== MATERIAL SHOWN
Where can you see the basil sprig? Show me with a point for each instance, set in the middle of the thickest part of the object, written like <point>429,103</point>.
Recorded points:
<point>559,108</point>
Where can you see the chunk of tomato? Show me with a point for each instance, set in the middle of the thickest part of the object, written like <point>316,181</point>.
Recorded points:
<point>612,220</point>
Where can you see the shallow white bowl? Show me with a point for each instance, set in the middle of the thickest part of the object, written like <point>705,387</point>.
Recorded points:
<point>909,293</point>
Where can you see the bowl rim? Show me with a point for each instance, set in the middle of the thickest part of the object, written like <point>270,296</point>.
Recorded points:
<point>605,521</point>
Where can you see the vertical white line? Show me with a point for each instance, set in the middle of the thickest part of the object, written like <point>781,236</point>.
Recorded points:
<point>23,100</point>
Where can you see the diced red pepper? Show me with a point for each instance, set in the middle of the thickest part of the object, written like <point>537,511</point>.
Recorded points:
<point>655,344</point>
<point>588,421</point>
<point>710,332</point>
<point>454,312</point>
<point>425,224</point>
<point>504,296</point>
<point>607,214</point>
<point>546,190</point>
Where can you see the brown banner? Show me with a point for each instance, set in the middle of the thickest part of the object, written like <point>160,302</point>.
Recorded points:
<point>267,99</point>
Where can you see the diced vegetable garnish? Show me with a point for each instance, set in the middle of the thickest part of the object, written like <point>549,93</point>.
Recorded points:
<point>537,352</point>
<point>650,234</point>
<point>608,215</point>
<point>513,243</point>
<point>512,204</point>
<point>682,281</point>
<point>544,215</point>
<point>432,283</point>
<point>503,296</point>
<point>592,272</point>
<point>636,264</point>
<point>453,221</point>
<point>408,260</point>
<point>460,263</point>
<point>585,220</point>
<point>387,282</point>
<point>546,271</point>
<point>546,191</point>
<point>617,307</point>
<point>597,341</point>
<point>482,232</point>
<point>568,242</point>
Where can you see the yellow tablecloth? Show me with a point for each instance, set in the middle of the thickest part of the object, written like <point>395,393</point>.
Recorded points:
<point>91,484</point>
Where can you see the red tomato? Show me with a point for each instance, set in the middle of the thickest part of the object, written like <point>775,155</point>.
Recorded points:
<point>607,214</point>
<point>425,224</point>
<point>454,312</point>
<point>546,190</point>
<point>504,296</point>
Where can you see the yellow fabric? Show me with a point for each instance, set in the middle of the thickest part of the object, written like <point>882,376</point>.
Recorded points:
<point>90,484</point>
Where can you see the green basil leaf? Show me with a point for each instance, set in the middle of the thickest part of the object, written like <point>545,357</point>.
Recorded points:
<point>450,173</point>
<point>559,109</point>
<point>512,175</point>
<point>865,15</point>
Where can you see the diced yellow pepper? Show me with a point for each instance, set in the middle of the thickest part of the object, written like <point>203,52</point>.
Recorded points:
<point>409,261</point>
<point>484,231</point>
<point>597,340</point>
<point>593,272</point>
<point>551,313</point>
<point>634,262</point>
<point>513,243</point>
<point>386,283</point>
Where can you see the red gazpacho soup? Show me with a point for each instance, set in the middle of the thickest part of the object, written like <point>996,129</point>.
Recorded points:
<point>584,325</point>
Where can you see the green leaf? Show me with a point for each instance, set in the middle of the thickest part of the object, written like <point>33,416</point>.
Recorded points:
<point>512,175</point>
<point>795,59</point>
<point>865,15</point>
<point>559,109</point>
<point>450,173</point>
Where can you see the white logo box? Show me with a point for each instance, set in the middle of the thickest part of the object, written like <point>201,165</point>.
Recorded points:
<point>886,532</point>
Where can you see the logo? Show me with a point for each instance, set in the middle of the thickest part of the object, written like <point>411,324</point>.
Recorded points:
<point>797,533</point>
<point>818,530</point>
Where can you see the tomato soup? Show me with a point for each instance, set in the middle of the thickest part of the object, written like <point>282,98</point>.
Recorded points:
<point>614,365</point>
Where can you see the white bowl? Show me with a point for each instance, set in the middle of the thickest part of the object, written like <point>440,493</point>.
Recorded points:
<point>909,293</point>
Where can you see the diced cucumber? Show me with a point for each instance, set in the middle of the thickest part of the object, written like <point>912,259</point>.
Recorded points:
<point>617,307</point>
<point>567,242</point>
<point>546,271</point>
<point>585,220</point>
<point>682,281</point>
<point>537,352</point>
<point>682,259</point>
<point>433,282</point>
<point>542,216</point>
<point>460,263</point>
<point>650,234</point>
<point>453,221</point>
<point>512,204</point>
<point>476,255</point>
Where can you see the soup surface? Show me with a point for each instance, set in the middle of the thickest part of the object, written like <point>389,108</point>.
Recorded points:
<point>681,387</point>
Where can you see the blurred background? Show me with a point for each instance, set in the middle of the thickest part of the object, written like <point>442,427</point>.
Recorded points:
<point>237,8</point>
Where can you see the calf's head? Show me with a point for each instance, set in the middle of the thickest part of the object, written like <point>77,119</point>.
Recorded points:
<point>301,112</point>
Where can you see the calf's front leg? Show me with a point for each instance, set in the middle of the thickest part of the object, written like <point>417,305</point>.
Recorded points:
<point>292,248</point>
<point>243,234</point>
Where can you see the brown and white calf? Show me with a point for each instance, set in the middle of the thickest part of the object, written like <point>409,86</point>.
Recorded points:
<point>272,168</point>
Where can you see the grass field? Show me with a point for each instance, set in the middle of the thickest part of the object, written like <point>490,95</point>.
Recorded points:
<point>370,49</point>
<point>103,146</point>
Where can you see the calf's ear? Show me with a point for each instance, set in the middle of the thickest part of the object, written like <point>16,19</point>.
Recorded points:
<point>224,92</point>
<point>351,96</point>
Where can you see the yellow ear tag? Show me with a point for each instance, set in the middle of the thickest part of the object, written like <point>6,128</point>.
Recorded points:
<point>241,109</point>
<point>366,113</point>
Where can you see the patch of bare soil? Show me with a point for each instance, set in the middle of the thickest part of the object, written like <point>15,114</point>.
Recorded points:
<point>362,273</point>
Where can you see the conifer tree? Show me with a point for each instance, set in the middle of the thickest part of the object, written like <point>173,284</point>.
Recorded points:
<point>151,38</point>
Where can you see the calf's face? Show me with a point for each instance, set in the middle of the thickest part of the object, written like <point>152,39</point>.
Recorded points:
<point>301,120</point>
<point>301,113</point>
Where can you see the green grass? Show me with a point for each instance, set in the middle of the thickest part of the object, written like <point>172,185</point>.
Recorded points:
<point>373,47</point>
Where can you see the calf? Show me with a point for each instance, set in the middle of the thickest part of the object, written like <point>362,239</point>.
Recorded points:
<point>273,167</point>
====
- _CHALLENGE_:
Copy out the lines of the material above, starting with the line containing "Where can you see the yellow tablecloth?" and continuing up to and including the line containing "<point>91,484</point>", with no change to any character.

- _WRITTEN RESPONSE_:
Where can you see the yellow tablecloth? Show me with a point for each instance, set in the middle of the thickest part of the object, written like <point>395,393</point>.
Recorded points:
<point>91,484</point>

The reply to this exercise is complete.